[TEXT SEGMENT]
Randy Burghardt won't be voting in British Columbia's election on May 12.

He has bigger problems, such as where he'll be sleeping and how he'll stop people from stealing the treasures he pushes around in a grocery cart.

“No,” he stated, without a second's hesitation, when asked if he was going to vote.

“I live outside, so I don't have a clue what's going on. I don't know who's running for whatever.”

Standing on the corner of Main and Hastings, the centre of Vancouver's impoverished Downtown Eastside, the articulate 44-year-old, with a chest-length tangled, red beard, admits he'd like to vote but doesn't know the issues -- even the issue of homelessness.

Others who count themselves among the hundreds of homeless living on the streets of Vancouver say they're exciting about voting, including Joshua Newcomb, who lives at the Lookout Emergency Aid Shelter.

“I just had my 30th birthday, and I haven't voted before,” he said

Shelter staff have been encouraging residents to cast their ballot.

Al Mitchell, the emergency services manager at the Lookout, said voting can help improve their dignity.

“We use the fact that people have a right to vote as something to reinforce that you are not some kind of cast-off from society,” he said.

“You are an important part, they want your vote, get involved, making your vote count.”

Mitchell said many of the residents seem enthusiastic about voting, but there are some hurdles for people with “no fixed address,” who often have no identification.

“When you have your life in your pack sack or a green garbage bag and things happen, people get at your stuff while you're sleeping. ID is really hard to hold on to when you've got no home,” said Mitchell.

The homeless are eligible to vote in the provincial election as long as they're over 18 and have lived in the province for more than six months. A piece of government-issued photo ID is required, or two other pieces of ID with no photo.

Mitchell said once staff find out the person has no ID they take steps to help them get it.

Kenn Faris, manager of event communications with Elections BC, said a homeless voter can use the address of the shelter where they're staying and get a letter from a shelter worker to attest to their identity.

If a piece of photo ID isn't available, Elections BC will accept two pieces of other ID or a personal piece of mail that shows an address.

[MATERIAL SHOWN]
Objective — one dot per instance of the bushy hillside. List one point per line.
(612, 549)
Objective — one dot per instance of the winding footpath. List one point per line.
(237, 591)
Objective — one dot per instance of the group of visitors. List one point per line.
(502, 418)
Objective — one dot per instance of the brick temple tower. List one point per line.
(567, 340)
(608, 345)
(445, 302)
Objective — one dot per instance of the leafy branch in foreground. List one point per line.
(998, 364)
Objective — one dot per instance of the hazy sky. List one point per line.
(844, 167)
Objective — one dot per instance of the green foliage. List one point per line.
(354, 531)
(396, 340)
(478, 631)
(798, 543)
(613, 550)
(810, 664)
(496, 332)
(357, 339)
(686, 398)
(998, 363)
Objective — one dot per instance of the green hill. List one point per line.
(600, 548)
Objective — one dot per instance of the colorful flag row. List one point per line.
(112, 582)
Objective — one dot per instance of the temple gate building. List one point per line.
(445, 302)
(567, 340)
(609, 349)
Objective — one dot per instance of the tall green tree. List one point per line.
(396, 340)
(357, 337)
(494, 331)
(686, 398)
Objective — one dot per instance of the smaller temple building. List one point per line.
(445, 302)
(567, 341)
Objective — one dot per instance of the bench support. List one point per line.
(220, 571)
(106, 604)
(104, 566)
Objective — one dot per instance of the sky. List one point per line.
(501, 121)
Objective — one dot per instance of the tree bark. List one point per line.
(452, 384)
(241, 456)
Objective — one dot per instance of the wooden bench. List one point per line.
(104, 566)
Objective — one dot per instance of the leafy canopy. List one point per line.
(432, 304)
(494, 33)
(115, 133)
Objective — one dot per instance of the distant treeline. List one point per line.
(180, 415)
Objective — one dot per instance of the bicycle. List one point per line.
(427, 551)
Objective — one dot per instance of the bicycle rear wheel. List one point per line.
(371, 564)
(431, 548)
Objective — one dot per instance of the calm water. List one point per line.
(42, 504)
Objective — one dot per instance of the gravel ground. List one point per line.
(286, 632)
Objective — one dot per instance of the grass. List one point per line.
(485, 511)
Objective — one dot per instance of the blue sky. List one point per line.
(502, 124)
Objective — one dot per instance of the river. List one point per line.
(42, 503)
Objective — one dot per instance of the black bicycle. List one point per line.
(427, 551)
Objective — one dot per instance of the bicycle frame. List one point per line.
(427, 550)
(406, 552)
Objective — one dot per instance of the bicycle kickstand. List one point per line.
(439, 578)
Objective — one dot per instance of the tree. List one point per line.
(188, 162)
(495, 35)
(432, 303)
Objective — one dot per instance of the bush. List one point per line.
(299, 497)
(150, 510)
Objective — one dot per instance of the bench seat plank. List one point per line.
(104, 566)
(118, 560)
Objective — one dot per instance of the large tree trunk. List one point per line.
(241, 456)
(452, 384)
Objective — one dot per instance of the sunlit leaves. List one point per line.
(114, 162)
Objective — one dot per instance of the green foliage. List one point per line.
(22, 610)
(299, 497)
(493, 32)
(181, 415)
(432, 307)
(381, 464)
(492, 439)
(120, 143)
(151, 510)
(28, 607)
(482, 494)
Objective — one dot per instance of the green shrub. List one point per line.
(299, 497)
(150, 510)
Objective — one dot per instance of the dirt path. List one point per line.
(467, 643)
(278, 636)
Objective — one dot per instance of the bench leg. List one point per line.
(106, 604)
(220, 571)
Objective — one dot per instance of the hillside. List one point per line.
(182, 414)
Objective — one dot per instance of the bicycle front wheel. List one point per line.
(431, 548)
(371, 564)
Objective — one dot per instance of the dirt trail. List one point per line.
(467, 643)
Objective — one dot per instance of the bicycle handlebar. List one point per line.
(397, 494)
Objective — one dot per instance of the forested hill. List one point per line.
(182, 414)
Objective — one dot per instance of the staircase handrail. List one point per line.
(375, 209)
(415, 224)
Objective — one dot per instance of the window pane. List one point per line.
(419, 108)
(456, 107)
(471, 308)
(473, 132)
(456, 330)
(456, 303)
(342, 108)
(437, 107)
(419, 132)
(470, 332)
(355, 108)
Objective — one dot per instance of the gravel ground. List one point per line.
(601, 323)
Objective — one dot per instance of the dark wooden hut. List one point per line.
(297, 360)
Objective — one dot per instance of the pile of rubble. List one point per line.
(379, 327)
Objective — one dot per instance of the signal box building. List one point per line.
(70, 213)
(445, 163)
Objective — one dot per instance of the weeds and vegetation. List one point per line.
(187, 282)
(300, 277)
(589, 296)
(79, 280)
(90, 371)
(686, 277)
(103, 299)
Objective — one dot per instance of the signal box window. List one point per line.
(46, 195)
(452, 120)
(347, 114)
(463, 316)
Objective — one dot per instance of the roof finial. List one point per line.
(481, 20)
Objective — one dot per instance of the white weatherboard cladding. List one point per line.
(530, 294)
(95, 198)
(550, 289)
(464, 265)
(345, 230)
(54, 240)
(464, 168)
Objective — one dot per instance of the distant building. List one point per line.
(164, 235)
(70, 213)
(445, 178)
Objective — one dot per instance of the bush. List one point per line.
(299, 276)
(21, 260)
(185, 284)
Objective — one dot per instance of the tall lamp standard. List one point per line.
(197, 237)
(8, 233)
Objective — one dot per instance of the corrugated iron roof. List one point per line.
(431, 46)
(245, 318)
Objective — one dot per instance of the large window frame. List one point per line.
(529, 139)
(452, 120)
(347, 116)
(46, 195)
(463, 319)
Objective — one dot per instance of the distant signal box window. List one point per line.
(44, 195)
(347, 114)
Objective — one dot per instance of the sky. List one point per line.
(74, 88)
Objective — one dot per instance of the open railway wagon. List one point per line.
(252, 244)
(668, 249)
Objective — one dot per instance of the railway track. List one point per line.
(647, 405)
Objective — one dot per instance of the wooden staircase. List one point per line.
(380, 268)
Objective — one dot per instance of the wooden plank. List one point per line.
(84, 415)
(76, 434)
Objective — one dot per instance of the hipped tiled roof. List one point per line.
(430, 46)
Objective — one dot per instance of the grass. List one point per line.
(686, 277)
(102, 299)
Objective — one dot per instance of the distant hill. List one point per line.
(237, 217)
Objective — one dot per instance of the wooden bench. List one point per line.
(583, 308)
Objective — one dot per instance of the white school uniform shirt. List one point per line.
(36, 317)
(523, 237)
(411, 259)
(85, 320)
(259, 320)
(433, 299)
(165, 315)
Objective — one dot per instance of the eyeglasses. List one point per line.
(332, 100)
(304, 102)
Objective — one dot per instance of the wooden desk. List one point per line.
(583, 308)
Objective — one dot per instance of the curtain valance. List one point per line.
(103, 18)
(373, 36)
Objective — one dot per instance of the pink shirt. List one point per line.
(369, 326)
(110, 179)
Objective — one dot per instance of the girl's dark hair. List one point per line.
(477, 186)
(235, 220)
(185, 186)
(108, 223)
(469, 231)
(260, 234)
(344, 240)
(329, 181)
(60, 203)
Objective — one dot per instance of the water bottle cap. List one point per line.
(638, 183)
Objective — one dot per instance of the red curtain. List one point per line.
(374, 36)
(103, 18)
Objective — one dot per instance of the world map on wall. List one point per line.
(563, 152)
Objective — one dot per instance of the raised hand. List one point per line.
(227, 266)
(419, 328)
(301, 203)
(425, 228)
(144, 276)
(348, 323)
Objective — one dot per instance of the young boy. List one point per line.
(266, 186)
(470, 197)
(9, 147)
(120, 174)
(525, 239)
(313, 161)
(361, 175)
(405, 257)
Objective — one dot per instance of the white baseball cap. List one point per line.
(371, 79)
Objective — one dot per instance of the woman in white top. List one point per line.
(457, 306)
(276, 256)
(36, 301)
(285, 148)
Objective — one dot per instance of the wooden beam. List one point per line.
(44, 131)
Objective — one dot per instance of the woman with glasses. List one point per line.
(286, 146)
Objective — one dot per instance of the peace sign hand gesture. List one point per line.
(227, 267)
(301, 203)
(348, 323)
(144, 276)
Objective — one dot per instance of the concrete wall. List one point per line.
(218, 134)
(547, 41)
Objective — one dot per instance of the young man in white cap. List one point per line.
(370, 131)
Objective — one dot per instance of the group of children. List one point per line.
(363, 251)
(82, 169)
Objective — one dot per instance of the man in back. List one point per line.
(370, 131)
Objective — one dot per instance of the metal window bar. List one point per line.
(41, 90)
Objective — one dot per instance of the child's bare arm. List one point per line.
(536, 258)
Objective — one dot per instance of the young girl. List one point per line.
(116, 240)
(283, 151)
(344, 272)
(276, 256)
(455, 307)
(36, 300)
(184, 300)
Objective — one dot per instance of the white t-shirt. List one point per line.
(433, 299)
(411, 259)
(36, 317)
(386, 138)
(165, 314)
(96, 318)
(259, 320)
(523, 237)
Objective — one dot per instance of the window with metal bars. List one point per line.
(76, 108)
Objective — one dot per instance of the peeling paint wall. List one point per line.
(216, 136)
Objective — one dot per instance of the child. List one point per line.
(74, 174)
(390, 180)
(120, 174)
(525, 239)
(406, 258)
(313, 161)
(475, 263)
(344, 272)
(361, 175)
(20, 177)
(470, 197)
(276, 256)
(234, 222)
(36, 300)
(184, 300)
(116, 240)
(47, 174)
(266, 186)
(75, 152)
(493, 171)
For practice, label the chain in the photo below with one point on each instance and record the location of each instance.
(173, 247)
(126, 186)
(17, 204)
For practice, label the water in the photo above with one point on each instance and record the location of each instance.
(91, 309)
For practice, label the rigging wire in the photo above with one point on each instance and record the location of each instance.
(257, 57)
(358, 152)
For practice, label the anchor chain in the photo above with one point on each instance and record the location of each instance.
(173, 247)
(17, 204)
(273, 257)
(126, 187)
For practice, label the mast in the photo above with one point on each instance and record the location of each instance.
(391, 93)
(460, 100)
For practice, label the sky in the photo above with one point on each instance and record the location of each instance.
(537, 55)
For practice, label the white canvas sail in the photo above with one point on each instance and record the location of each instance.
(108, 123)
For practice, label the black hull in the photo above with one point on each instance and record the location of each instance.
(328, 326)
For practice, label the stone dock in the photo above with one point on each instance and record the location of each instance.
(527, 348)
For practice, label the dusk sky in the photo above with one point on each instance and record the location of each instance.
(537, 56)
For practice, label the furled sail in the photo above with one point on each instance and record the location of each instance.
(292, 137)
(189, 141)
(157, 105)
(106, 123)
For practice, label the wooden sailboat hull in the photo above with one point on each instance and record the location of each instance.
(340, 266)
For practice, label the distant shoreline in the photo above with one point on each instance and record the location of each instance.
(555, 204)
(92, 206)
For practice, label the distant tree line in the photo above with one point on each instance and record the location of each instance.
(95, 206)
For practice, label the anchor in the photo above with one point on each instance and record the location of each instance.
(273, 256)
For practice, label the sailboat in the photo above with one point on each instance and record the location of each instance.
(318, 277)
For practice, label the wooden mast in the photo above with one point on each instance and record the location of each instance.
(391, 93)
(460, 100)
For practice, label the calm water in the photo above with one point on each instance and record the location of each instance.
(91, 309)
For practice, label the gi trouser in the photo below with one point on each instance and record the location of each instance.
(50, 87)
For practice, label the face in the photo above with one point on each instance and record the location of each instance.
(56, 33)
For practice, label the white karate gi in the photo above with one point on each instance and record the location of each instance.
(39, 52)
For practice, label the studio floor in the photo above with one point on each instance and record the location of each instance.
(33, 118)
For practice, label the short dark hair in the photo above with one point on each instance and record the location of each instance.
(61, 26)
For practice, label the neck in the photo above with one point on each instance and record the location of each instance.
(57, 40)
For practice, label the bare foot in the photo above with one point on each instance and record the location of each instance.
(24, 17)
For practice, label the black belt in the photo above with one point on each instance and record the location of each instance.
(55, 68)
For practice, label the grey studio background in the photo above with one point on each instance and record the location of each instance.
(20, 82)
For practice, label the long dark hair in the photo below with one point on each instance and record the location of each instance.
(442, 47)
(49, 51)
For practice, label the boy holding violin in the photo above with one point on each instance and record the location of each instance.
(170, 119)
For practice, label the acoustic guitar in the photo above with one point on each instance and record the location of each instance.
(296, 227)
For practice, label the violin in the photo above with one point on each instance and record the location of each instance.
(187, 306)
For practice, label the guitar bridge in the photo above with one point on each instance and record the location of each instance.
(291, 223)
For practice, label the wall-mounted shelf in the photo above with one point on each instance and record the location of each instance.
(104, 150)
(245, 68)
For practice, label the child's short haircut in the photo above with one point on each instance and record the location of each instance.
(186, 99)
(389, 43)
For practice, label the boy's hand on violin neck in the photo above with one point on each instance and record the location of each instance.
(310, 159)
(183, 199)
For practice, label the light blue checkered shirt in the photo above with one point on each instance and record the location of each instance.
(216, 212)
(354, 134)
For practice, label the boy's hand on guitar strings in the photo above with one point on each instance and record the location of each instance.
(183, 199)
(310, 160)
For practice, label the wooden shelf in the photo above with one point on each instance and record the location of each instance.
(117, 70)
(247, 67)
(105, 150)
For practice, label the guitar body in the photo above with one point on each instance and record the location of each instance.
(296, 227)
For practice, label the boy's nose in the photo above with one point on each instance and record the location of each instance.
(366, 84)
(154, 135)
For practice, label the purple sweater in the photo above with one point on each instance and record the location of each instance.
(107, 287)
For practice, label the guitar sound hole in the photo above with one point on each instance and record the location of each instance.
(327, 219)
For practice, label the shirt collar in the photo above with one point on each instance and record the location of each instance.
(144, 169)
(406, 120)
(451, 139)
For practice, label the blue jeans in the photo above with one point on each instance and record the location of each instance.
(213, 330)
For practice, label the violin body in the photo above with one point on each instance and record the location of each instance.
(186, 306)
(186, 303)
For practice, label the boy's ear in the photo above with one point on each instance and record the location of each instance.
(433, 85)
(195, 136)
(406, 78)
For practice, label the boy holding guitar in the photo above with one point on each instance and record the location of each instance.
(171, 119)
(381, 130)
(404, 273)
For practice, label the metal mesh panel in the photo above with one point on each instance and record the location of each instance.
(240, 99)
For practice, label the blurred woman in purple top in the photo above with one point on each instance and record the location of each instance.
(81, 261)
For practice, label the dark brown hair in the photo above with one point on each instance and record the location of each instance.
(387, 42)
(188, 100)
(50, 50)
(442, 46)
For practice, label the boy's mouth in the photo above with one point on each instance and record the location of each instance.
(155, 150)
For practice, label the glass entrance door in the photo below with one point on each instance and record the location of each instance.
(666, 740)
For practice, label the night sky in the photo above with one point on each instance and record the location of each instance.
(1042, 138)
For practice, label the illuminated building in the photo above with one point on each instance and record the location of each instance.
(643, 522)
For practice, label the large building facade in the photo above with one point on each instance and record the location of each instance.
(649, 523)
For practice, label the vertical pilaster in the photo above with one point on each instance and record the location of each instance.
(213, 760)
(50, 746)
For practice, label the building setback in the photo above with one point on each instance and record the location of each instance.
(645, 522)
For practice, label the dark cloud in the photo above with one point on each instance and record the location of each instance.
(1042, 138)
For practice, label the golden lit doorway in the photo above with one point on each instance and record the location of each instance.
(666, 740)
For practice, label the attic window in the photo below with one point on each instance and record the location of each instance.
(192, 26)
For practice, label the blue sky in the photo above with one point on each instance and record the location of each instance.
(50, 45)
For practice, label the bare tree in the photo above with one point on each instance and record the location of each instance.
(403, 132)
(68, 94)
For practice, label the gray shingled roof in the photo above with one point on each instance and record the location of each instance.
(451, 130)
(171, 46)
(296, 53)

[EXERCISE TASK]
Please transcribe, word for word, the part of the article on homeless voters in British Columbia that opens with the words containing "Shelter staff have" and closes with "improve their dignity.".

[TASK OUTPUT]
Shelter staff have been encouraging residents to cast their ballot.

Al Mitchell, the emergency services manager at the Lookout, said voting can help improve their dignity.